**What is being asked:**
Output all of the entries below precisely as written.

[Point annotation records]
= = = = = = =
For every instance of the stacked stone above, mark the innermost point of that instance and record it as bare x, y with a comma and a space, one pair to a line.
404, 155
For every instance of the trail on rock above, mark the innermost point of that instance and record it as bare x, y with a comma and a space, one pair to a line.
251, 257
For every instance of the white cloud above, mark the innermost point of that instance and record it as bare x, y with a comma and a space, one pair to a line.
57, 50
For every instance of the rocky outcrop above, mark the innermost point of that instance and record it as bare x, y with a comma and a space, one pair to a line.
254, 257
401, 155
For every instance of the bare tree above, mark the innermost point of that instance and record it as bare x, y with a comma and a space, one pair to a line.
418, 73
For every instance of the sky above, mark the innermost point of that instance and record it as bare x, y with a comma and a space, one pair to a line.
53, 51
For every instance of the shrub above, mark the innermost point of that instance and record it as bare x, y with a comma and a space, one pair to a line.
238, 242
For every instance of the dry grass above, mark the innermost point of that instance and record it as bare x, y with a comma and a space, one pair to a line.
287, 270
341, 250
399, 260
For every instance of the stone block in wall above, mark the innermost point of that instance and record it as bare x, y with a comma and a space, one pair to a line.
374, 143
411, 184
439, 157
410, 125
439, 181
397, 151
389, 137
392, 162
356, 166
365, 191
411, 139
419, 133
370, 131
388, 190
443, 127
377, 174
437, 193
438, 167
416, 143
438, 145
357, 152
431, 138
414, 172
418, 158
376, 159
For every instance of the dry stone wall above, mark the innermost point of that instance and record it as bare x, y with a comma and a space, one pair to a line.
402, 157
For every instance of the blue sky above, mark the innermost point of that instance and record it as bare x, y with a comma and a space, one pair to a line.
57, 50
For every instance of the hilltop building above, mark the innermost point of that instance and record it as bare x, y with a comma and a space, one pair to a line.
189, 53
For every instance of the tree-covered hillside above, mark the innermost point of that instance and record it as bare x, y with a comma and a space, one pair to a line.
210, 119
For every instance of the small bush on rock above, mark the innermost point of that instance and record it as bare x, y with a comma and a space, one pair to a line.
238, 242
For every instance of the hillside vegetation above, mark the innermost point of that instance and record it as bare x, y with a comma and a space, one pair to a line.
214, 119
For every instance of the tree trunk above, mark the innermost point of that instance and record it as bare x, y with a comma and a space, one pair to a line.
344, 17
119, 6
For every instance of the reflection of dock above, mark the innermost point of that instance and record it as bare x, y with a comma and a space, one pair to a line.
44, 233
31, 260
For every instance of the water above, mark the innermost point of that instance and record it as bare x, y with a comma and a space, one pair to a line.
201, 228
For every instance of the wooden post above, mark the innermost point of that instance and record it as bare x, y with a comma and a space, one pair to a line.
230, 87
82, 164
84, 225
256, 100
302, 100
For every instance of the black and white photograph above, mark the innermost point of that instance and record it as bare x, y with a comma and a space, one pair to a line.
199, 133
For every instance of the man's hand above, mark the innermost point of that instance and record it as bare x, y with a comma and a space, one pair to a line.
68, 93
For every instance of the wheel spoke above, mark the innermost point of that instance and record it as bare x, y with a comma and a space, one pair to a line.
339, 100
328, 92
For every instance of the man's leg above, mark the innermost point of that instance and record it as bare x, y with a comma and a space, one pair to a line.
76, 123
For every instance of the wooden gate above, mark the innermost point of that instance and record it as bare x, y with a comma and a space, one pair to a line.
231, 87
= = = = = = =
**Exercise answer:**
For every instance of the stacked stone above, mark the innermost point of that instance and record it as bare x, y with a comma and a space, one pair to a line.
404, 155
For every instance of the trail on rock above, mark the innermost point of that instance and record it as bare x, y with a comma and a space, one pair to a line.
251, 257
For every instance of the white cloud above, mark the innermost point of that instance and record it as bare x, y with a comma and a space, one pair to a line.
57, 50
For every instance of the rocky outcrop above, mark the innermost point of that instance and record it as bare x, y with a comma and a space, one pair to a line.
254, 257
401, 155
For every instance of the bare tree above, mark the innermost point of that instance and record it as bare x, y with a comma and a space, one pair to a line.
418, 73
For every instance of the sky above, mark the innermost point of that instance and record it as bare x, y with a comma and a space, one pair to a line.
53, 51
For every instance of the shrub above, mark the innermost point of that instance and record it as bare x, y with a comma and a space, one pair to a line.
238, 242
For every instance of the dry grass above, mark the innermost point of that instance and record it as bare x, y with a comma and a space, one pair to a line.
287, 270
341, 250
399, 260
For every instance of the stone block in wall above, mark the innermost point of that instance and record it as bare x, y with a comma and a space, one pair to a line.
374, 143
411, 184
439, 157
410, 125
439, 181
397, 151
389, 137
392, 162
356, 166
365, 191
411, 139
419, 133
370, 131
388, 190
443, 127
377, 174
437, 193
438, 167
416, 143
438, 145
357, 152
431, 138
414, 172
418, 158
376, 159
For every instance of the dry stone wall above, mark the innermost point of that instance and record it as bare x, y with a comma and a space, one pair to a line.
402, 157
For every instance of the blue sky above, mark the innermost point of that instance and record it as bare x, y with a comma and a space, one pair to a line.
57, 50
For every instance of the hilltop building above, mark the innermost point of that instance and record it as bare x, y with a comma and a space, one pair to a line.
189, 53
For every instance of the tree-covered hillside above, mark the innermost point of that instance and record it as bare x, y with a comma and a space, one pair to a line.
210, 119
For every instance of the small bush on rock above, mark the innermost point of that instance and record it as bare x, y with a comma and a space, one pair to a line.
238, 242
For every instance of the hillside vegetation above, mark the innermost point of that instance and record it as bare x, y with a comma and a space, one pair to a line.
214, 119
For every instance of the tree trunk above, mark the innermost point of that instance and record it as bare x, y with a comma and a space, one pair to a line.
344, 17
119, 6
For every instance of the reflection of dock above, mark the innermost point of that instance and record it as bare x, y with a comma and a space, one pair to a line.
44, 233
31, 260
For every instance of the water above, mark the innermost point of that instance and record it as bare x, y with a comma and a space, one pair to a line.
201, 228
For every instance of the wooden post above, mark the innermost point of that instance and record it as bare x, y with a comma and a space, one pair to a line.
230, 87
82, 164
84, 225
256, 100
302, 100
For every instance of the black and white photograph above, mark the innermost point of that instance and record it as bare x, y with a comma and a space, one pair to a line.
199, 133
For every instance of the man's hand above, mark the innermost point of that instance and record it as bare x, y with a comma and a space, one pair to a line.
68, 93
For every instance of the wheel spoke above, mark the innermost point of that instance and record it as bare x, y with a comma and a space, one pair to a line.
339, 100
328, 92
For every instance of the man's leg above, mark the innermost point of that instance and record it as bare x, y with a comma and a space, one pair to a line.
76, 123
For every instance of the wooden gate above, mark the innermost point of that instance and record it as bare x, y with a comma and a space, one pair to a line.
231, 87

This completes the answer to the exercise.